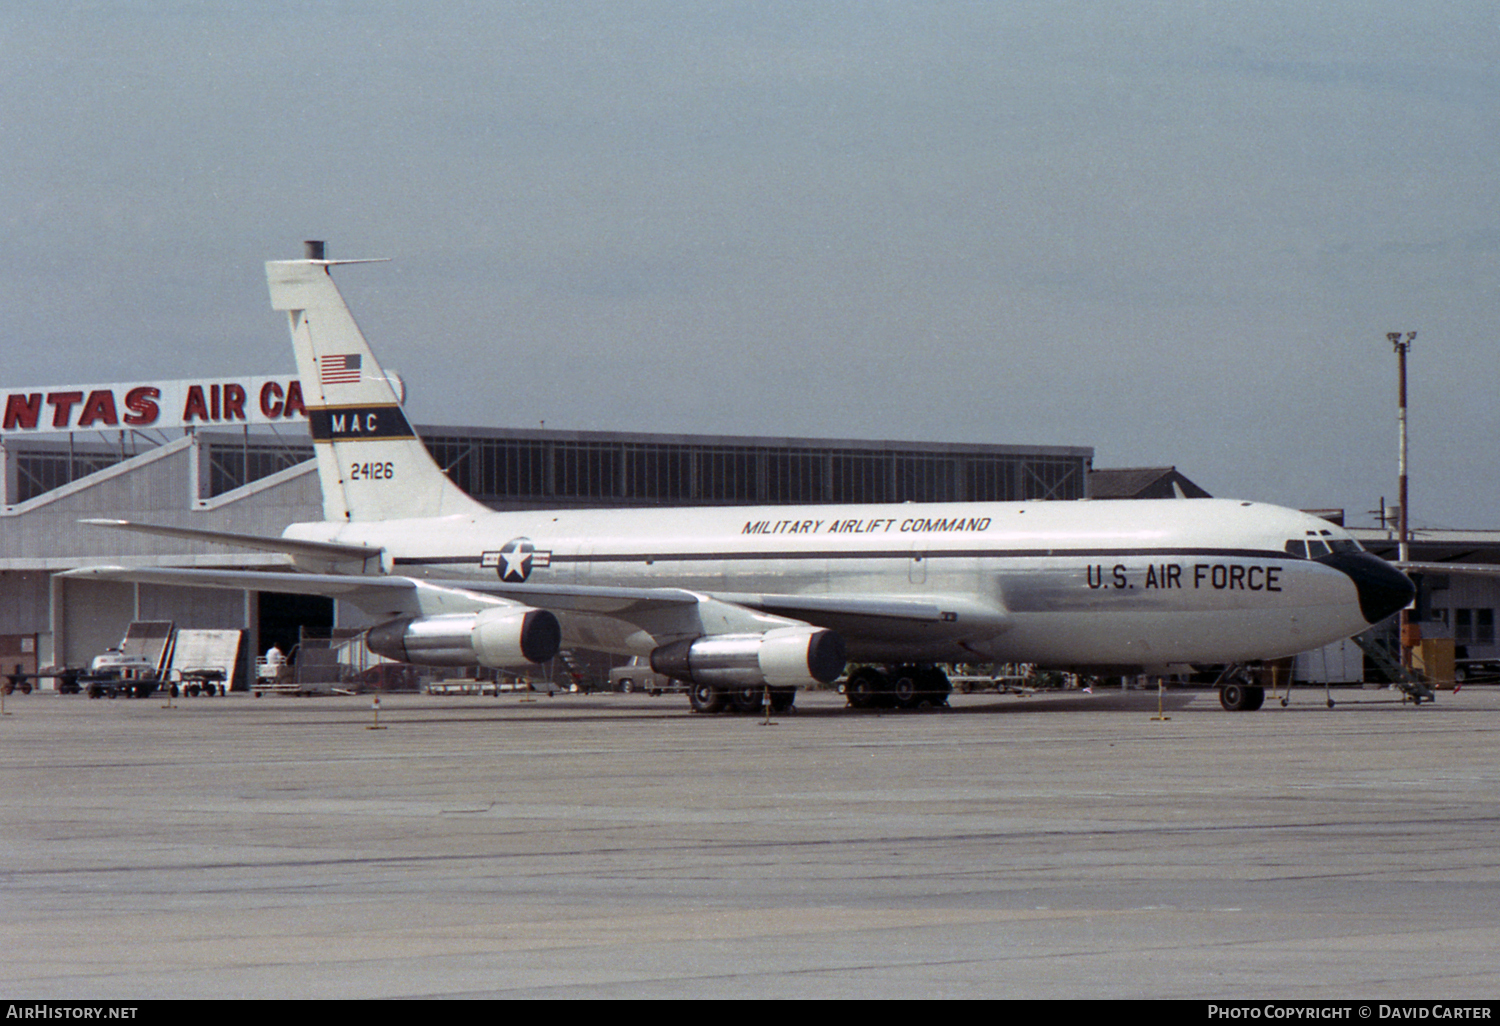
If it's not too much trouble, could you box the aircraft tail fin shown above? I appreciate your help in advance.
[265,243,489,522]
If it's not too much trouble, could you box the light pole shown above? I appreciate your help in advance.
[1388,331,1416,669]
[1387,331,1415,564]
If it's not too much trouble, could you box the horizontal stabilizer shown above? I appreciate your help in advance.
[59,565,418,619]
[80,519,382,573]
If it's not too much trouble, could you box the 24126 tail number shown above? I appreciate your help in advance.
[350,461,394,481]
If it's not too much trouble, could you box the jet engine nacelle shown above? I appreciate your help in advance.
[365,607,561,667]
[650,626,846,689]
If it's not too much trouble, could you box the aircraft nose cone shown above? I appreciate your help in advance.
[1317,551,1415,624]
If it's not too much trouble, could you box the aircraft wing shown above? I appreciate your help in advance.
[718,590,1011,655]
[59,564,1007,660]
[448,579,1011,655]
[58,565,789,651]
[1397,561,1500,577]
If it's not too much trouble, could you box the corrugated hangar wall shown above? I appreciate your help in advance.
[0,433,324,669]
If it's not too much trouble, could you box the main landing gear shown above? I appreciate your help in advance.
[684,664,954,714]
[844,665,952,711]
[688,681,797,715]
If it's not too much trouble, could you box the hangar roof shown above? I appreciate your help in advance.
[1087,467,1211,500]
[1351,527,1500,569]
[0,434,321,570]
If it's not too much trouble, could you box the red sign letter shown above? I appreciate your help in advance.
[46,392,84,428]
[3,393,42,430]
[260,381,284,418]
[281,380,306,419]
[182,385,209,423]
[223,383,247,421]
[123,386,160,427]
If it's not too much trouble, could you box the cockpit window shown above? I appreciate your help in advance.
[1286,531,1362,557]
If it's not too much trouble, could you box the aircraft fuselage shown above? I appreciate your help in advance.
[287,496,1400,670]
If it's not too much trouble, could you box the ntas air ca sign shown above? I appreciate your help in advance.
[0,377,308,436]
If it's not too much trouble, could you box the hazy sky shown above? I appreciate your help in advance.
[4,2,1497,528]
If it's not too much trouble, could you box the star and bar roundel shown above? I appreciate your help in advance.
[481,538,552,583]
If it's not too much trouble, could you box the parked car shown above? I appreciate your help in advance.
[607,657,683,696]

*Task description:*
Leave every image out when you return the material above word for word.

*Completed task:*
If it's not too much trouble, could you box the aircraft tail fin shown above? I appreciate your help in advance.
[265,243,489,522]
If it's not too much trouble, could you box the light pole shown above? I appreciate your help in advance.
[1388,331,1416,669]
[1387,331,1415,564]
If it's not too much trouble, could you box the horizontal stabilizer shown above? I appreciate your help in advance.
[59,565,418,619]
[80,519,382,573]
If it's not too much trouble, could you box the 24126 tail number shown above? I appreciate your help in advance.
[350,461,394,481]
If it's not too much trouble, could you box the jet engine nacelle shown above? I appreciate your help in advance.
[365,607,561,667]
[650,626,846,689]
If it's not too much trouble, could you box the aircraft nose cone shown above? I appreciate your help in advance.
[1317,551,1415,624]
If it's not too much trouble, could you box the aircraft wing shown above? I appreciate your help in advance.
[718,590,1011,655]
[59,564,1007,660]
[448,579,1011,655]
[58,565,789,651]
[1397,561,1500,577]
If it's not too much trouble, could you box the corrugated hangar wall shown above? I appreciate your help in advance.
[0,433,324,669]
If it's not too much trouble, could you box the main landing gear shown above? I appreciate your help in advance.
[684,664,954,714]
[844,665,952,711]
[688,681,797,715]
If it's not too much trouble, could you box the hangar roof shown above? I appreciate your help in advance.
[1087,467,1211,500]
[1351,527,1500,569]
[0,434,321,570]
If it's not too much trouble, could you box the red sign letter shown above? I appreciate your help in advance.
[46,392,84,428]
[3,393,42,430]
[260,381,284,418]
[281,380,306,419]
[182,385,209,423]
[223,383,247,421]
[123,386,160,427]
If it's not too much trouble, could you box the cockpit window shown above? I appreciate your help in advance.
[1286,531,1362,557]
If it's not too much trouble, could you box the aircraft fuselage shown above? I appreciate your help in advance.
[287,496,1400,670]
If it's not too much trouble, could you box the ntas air ca sign shown above? I appreciate your help in advance.
[0,377,308,436]
If it's not too much trouble, could you box the hazy sky shown above? I appreciate your help in advance.
[4,2,1497,528]
If it's not too much trouble, could you box the star and bar roundel shown above? I appreciate your help in advance.
[481,538,552,583]
If it's not too much trouble, could you box the parked car shown above? I appreciate your help in advance.
[607,657,683,696]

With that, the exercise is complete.